For the past fortnight, Maharashtra’s milk producers have been staging protests on the roads. On several occasions, they highlighted their grievances by pouring out thousands of litres of milk onto the streets. Their clamour: we want the government to subsidise milk prices by Rs.10 a litre.
The reason: the government insists that they pay farmers at least Rs.25 per litre for milk. Gujarat pays a lot more for cows’ milk, while for buffalo’s milk, the price could go up to Rs.50 a litre, depending on fat content. The milk producers (actually, distributors) say that they can pay only Rs.15 a litre. They want the difference as a subsidy.
Their demands, however, overlook a simple point. When Gujarat can afford to pay higher prices to farmers without any subsidy from the government, why can’t Maharashtra?! Even private sector producers like Hatsun and Nestle do so without any government subsidy. Why should Maharashtra’s producers be given special treatment?
In fact, those who understand how India became the largest producer of milk in India -- thanks to the efforts of the late Dr. Verghese Kurien – often forget that the one condition he made was that the farmer ought to be self-sufficient. Subsidies, said Kurien, weaken farmers, not strengthen them. Market mechanisms make them stronger.
The entire milk machinery in Gujarat, backed primarily by the CGMMF and supported by NDDB, is structured on the fundamental premise that the farmer must be the biggest beneficiary of the milk produced. Thus, in Gujarat, a farmer gets almost 80 per cent of the market price of milk. In Maharashtra, he gets barely 50 per cent. So why should any subsidy be given to Maharashtra’s milk distributors?
The end price a customer pays is almost the same across India. The cost of feeding cattle does not vary very much. As former Maharashtra state agriculture minister, Anil Bonde admitted “While a farmer is paid Rs 15 or Rs 16 per litre for milk today, consumers are still paying Rs 40 to 48 per litre. The difference of Rs 24 to 26 per litre is pocketed by both cooperative unions and private dairy companies.”
The fact is that Maharashtra’s milk distributors have a stranglehold over the farmers who produce milk. They have ensured that the milk cooperative movement -- represented by the likes of NDDB and GCMMF(AMUL) -- does not succeed in this state. The numbers show it (see table). That is why the share of milk procurement and milk marketing in Maharashtra is lower than in any region in India. In fact, milk marketing under the cooperative movement did reasonably well from 2000 to 2010. But then the state milk brand Mahanand got bushwhacked, and private producers (read distributors) took centre stage. Today, unlike Gujarat which sells milk under one brand Amul, or Karnataka which sells under the Nandini brand, Maharashtra has over 30 brands. No wonder, efficiencies of procurement and marketing are missing in Maharashtra.
As these columns have pointed out earlier, subsidies distort the market. They promote the inefficient. And that is why the milk subsidy being demanded is bad in principle and dangerous in precedent.

### Exercise details
Reproduce the passage of the article on Maharashtra's milk subsidy demand word for word, starting at "In fact, those" and ending at "Maharashtra’s milk distributors?".

### Data provided
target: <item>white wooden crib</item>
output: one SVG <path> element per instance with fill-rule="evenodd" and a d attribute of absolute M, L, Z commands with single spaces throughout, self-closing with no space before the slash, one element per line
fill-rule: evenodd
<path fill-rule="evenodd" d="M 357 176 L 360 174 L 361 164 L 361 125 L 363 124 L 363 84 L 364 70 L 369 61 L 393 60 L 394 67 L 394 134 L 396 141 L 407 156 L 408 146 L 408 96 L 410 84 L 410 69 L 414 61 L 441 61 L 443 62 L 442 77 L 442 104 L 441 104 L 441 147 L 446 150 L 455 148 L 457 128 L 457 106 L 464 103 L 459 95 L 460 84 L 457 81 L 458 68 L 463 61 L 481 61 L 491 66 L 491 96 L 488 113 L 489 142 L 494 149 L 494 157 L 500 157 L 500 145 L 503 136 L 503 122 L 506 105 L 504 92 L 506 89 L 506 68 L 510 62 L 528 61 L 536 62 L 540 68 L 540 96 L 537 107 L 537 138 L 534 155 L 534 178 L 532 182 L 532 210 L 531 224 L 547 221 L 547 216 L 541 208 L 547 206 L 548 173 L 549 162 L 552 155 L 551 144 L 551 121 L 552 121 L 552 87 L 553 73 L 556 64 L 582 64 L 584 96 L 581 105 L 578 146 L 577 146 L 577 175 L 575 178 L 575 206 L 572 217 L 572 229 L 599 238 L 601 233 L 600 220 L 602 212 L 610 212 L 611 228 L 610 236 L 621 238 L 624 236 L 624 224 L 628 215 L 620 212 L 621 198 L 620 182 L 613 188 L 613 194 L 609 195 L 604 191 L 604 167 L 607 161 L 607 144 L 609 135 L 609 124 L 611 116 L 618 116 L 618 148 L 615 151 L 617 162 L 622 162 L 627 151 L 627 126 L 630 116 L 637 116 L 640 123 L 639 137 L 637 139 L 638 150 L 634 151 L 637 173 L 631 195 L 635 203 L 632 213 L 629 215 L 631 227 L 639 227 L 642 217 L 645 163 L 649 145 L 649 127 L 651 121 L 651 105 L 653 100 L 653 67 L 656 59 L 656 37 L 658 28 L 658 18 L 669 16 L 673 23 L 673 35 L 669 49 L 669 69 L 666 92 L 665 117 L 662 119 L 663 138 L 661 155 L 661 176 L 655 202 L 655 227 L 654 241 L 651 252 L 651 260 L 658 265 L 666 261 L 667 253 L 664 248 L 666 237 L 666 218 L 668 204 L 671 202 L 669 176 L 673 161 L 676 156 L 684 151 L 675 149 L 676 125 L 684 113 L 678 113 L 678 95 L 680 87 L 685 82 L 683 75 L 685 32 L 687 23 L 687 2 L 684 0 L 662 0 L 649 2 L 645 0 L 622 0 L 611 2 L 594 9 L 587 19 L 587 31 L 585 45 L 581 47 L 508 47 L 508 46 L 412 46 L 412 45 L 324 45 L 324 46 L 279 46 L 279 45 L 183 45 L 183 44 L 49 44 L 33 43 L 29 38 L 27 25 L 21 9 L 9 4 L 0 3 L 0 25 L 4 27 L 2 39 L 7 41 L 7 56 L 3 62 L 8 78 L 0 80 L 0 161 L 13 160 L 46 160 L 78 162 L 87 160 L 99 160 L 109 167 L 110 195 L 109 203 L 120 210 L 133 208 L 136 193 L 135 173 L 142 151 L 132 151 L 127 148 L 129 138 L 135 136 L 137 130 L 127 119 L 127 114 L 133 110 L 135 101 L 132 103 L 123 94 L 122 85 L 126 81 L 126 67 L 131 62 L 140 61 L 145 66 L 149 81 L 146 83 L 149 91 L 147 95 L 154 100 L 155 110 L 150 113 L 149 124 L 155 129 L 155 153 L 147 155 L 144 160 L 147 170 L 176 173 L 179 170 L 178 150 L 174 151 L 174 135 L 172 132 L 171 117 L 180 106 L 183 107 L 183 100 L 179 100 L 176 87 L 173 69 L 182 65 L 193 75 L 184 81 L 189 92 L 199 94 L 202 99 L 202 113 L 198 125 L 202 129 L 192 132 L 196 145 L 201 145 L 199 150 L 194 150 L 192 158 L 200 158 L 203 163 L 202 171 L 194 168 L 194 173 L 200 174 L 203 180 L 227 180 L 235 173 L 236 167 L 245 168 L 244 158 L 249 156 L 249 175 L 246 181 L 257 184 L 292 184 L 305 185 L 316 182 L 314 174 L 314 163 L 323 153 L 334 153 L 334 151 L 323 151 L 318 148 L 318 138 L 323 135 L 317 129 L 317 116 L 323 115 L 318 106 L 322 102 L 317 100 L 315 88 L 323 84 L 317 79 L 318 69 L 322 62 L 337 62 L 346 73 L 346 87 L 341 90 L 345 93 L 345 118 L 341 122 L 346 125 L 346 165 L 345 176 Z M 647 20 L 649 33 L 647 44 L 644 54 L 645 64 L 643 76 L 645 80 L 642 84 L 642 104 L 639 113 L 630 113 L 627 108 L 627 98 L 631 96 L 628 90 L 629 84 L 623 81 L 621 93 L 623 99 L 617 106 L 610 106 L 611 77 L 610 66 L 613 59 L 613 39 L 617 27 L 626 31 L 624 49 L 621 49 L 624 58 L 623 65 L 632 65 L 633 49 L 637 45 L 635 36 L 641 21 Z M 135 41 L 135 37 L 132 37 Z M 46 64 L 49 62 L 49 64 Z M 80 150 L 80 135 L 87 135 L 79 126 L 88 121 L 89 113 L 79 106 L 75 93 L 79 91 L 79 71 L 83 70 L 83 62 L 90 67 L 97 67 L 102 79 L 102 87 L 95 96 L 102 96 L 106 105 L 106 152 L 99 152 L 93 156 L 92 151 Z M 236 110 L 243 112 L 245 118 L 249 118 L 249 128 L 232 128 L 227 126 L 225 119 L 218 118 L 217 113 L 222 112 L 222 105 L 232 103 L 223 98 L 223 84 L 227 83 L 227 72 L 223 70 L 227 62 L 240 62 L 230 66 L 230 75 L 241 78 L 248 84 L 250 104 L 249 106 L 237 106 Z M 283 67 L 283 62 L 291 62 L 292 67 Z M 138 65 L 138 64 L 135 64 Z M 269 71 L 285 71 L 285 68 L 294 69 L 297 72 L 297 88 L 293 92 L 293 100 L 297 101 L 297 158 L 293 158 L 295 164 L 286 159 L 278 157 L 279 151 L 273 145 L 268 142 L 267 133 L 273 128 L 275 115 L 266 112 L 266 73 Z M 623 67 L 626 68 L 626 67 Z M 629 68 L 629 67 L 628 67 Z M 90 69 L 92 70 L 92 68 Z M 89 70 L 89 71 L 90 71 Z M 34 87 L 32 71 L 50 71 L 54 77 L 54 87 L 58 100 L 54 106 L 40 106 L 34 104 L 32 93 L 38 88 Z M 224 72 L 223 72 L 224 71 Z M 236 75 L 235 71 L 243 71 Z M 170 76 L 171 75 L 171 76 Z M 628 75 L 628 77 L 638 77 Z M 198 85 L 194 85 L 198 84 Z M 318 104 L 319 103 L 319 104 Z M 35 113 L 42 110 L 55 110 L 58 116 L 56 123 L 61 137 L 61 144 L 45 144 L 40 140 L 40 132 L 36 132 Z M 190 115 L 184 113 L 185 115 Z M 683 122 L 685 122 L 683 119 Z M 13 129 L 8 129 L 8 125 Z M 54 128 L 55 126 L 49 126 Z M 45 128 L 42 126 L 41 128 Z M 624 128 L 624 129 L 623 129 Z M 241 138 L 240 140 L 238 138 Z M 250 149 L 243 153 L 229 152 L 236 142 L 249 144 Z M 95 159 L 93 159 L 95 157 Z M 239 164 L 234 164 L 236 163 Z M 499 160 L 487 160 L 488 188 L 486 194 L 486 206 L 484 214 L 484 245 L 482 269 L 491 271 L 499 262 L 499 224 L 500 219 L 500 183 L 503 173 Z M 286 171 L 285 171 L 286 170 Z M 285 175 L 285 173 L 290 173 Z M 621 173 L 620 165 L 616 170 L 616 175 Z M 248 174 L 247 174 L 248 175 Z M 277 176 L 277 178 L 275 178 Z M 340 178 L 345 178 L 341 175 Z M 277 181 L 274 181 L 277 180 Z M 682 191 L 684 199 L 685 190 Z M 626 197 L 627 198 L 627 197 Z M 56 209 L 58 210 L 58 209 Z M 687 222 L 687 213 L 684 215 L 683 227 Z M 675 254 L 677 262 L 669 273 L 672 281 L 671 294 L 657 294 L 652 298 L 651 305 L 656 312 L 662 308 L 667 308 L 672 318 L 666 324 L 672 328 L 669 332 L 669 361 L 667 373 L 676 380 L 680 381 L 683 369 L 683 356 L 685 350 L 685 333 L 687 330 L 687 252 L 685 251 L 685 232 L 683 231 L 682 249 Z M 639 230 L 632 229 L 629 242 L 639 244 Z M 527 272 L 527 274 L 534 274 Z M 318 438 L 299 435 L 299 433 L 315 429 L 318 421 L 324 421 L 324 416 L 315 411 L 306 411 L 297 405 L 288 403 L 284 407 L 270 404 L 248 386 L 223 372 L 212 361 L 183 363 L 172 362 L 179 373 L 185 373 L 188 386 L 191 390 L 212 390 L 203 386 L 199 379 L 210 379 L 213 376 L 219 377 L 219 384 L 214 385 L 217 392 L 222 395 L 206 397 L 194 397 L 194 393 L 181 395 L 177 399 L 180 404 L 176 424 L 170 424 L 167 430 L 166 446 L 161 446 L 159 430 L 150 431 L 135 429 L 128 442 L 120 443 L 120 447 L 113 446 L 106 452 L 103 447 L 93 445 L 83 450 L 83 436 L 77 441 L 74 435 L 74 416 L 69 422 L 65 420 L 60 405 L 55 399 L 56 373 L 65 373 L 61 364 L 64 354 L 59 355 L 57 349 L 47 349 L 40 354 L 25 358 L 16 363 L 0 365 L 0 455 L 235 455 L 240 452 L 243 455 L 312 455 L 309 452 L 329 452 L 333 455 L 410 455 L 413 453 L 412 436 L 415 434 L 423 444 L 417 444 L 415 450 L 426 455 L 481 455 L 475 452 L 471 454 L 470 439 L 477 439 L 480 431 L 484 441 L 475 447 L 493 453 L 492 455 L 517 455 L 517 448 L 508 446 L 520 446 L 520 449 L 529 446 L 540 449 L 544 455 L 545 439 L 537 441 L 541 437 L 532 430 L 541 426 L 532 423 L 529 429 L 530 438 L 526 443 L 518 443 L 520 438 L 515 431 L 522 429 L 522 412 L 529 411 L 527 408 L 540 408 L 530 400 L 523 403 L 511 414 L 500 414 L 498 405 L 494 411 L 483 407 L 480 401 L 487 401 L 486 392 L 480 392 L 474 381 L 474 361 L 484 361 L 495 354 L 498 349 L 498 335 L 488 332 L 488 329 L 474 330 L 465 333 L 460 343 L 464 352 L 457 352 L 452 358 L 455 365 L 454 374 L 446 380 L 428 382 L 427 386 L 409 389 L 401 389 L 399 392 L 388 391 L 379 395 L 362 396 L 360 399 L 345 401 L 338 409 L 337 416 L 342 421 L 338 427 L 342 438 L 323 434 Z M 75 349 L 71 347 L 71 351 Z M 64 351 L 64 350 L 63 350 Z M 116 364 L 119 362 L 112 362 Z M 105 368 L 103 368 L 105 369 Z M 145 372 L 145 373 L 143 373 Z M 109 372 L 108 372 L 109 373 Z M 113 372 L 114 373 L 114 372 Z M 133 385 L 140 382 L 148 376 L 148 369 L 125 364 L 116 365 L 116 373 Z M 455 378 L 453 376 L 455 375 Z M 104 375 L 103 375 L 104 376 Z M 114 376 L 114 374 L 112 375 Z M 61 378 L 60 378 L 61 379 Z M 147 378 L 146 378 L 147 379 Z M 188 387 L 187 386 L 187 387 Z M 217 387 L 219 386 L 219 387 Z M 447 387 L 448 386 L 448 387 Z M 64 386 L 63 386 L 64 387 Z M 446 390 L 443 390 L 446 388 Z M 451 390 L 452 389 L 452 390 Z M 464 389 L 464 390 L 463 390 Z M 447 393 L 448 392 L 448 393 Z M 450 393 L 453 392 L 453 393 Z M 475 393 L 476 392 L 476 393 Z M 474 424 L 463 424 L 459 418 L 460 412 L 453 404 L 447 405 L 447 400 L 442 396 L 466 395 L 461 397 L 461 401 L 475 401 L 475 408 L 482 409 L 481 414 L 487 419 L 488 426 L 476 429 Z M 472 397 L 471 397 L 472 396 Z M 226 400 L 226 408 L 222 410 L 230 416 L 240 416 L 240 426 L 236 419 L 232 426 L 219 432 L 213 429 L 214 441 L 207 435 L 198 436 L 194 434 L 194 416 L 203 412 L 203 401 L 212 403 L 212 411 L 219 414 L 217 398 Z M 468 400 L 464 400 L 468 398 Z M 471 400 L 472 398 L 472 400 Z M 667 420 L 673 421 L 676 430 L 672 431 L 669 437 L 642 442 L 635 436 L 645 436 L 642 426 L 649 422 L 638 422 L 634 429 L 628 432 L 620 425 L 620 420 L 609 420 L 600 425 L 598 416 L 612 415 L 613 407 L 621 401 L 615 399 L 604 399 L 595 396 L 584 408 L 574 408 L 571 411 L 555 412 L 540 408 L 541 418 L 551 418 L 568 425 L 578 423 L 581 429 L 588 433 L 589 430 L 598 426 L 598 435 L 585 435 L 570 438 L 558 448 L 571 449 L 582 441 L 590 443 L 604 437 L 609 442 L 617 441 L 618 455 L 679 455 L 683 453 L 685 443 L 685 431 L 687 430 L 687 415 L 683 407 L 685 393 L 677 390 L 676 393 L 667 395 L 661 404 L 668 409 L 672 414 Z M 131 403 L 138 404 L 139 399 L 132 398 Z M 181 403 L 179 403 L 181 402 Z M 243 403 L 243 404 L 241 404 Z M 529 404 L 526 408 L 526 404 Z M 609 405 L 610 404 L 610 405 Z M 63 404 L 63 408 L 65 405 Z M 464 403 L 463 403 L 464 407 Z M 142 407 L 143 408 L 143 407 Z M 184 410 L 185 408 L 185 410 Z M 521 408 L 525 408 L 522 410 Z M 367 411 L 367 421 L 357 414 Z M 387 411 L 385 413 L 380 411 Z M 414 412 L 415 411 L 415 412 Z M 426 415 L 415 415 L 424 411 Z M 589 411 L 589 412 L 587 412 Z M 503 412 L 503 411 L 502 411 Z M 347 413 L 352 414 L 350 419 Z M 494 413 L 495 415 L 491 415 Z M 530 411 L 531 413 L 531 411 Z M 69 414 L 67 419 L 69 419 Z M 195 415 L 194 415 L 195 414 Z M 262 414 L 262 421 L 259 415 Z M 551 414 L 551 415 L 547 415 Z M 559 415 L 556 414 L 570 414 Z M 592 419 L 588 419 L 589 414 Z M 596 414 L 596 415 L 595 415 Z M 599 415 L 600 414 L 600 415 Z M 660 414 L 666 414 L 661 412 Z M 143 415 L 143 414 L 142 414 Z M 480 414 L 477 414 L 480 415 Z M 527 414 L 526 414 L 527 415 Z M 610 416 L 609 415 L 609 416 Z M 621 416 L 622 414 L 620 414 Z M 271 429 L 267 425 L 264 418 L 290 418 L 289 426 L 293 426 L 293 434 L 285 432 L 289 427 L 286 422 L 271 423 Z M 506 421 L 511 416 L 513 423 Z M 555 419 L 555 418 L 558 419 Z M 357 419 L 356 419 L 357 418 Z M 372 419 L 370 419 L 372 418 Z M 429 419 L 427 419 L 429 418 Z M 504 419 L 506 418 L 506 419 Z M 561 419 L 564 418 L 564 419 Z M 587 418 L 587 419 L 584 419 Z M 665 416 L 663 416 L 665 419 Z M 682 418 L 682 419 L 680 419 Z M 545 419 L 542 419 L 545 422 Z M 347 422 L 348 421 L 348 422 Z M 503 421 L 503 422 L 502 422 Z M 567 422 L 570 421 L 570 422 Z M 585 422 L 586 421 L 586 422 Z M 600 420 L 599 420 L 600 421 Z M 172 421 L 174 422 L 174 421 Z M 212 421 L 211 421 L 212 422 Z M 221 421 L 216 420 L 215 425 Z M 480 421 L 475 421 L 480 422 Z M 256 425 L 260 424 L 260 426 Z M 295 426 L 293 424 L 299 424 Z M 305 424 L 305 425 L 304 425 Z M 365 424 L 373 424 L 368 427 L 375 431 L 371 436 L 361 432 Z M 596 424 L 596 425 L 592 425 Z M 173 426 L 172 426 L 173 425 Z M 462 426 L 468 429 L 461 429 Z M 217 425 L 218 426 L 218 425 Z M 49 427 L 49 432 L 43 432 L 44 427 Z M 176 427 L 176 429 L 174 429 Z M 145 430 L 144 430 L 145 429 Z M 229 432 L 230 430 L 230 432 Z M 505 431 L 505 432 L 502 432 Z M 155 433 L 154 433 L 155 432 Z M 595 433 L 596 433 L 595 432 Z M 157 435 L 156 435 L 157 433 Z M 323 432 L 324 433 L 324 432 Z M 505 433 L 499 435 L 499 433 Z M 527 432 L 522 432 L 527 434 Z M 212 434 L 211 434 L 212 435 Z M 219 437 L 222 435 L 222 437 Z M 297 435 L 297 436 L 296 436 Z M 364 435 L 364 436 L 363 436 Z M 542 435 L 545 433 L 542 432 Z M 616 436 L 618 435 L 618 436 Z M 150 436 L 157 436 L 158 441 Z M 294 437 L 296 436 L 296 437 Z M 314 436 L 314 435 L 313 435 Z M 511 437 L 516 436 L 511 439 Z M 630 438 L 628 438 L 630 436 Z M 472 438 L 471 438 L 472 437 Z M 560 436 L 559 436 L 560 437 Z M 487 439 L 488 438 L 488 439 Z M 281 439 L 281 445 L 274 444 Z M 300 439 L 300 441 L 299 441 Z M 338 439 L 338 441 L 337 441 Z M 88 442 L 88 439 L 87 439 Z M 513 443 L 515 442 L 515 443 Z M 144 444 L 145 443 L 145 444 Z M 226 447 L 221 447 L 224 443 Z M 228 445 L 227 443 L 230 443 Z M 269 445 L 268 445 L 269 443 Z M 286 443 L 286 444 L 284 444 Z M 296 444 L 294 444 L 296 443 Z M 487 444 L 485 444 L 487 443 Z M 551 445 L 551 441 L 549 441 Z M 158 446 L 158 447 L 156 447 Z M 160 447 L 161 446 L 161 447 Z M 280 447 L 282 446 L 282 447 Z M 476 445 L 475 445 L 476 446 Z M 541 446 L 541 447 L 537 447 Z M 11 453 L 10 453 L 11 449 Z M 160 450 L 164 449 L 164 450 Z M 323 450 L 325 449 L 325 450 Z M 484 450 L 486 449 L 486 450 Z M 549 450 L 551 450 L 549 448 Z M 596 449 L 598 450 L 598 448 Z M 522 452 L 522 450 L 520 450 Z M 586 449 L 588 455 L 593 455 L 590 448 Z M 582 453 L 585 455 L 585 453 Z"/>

### Solution to the exercise
In fact, those who understand how India became the largest producer of milk in India -- thanks to the efforts of the late Dr. Verghese Kurien – often forget that the one condition he made was that the farmer ought to be self-sufficient. Subsidies, said Kurien, weaken farmers, not strengthen them. Market mechanisms make them stronger.
The entire milk machinery in Gujarat, backed primarily by the CGMMF and supported by NDDB, is structured on the fundamental premise that the farmer must be the biggest beneficiary of the milk produced. Thus, in Gujarat, a farmer gets almost 80 per cent of the market price of milk. In Maharashtra, he gets barely 50 per cent. So why should any subsidy be given to Maharashtra’s milk distributors?